- Stated goal: Rewrite the entries starting at the line containing "Someone claimed the white" and ending at the line containing "[291,49,305,76]", changing "Box it" to "Outline it" and keeping everything else the same. Leave the pictures out of your answer.

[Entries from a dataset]
■ ■ ■ ■ ■ ■ ■

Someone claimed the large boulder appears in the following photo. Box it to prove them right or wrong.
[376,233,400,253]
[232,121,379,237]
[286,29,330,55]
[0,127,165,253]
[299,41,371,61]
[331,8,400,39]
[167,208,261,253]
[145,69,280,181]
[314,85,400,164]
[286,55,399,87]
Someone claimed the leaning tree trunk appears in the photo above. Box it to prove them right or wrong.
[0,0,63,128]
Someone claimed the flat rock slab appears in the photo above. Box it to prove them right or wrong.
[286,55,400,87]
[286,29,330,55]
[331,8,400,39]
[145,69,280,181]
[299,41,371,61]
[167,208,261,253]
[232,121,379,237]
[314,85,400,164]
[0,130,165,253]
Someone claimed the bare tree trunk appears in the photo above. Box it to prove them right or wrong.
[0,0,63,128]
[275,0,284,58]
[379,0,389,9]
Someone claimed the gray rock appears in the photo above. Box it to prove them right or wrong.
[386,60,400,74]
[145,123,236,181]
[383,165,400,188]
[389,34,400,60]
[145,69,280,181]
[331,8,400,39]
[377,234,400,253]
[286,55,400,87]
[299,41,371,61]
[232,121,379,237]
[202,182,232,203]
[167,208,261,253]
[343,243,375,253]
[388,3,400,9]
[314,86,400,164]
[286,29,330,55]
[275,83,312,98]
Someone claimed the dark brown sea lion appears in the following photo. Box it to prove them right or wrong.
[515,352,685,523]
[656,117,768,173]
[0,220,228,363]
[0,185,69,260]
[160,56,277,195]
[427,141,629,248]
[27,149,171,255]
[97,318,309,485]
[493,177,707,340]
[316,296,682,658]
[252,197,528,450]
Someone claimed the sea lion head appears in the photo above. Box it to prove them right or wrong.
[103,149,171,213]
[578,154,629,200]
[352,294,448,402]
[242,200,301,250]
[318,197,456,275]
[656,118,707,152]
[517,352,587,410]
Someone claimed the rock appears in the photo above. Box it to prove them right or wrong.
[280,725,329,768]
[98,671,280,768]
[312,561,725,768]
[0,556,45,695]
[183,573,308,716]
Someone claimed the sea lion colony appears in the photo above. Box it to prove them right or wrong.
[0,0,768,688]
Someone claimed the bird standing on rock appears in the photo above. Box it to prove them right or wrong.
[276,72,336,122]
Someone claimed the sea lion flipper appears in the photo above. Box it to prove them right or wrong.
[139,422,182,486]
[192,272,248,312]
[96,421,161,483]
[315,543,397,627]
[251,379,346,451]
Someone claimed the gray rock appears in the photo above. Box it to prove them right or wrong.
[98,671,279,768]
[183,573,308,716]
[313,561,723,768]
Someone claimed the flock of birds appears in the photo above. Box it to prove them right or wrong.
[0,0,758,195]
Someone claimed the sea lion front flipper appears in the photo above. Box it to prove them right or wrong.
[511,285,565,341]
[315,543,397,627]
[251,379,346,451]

■ ■ ■ ■ ■ ■ ■

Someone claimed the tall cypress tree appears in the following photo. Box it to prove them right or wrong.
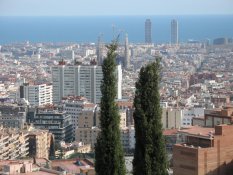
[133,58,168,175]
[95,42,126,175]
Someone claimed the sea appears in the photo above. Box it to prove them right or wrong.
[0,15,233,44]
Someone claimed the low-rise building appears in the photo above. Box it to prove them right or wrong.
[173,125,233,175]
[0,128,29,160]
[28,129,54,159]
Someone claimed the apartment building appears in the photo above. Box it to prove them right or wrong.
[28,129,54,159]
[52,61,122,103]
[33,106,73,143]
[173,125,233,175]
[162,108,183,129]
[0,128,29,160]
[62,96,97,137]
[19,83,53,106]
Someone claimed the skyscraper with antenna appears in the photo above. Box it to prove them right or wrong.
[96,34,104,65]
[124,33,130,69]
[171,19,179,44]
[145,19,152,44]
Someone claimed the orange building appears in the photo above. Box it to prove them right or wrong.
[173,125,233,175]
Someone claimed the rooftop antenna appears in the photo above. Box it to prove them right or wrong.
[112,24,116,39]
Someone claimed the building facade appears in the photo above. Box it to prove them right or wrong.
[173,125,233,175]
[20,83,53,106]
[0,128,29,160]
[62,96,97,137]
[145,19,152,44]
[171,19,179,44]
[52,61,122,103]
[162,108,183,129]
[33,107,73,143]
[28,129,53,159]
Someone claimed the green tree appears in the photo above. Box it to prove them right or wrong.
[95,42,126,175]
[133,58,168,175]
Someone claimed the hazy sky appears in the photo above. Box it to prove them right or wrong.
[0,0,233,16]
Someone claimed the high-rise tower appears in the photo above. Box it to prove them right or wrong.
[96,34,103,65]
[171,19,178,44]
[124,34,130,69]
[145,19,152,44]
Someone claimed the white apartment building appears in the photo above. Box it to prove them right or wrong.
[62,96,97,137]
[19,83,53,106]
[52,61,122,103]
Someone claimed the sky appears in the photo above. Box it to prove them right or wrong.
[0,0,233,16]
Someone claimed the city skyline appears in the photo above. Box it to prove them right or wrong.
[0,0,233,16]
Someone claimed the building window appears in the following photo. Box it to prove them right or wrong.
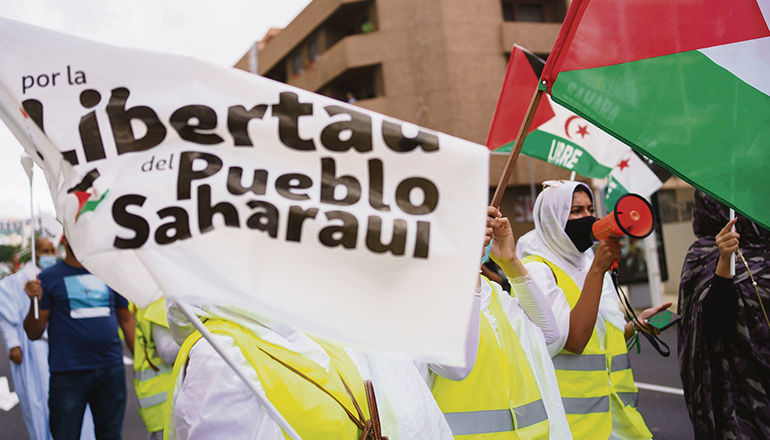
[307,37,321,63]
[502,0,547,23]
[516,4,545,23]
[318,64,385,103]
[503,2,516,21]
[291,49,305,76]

■ ■ ■ ■ ■ ■ ■

- Full output:
Someone claimed the white apartment building appears in the photo above. Outline it to prove them right or wrong.
[62,96,97,137]
[19,83,53,106]
[52,61,122,103]
Someone claimed the sky appears in the photo above. Outline it to prove them right or wrong.
[0,0,233,16]
Someone claimed the city skyline appears in the photo above. Outline it to prove them right or wrong.
[0,0,233,16]
Someone claimed the building window appears in the following photo. Outline it to prove them right or wrong.
[307,37,321,63]
[502,0,547,23]
[516,4,545,23]
[318,64,385,103]
[503,2,516,21]
[291,49,305,76]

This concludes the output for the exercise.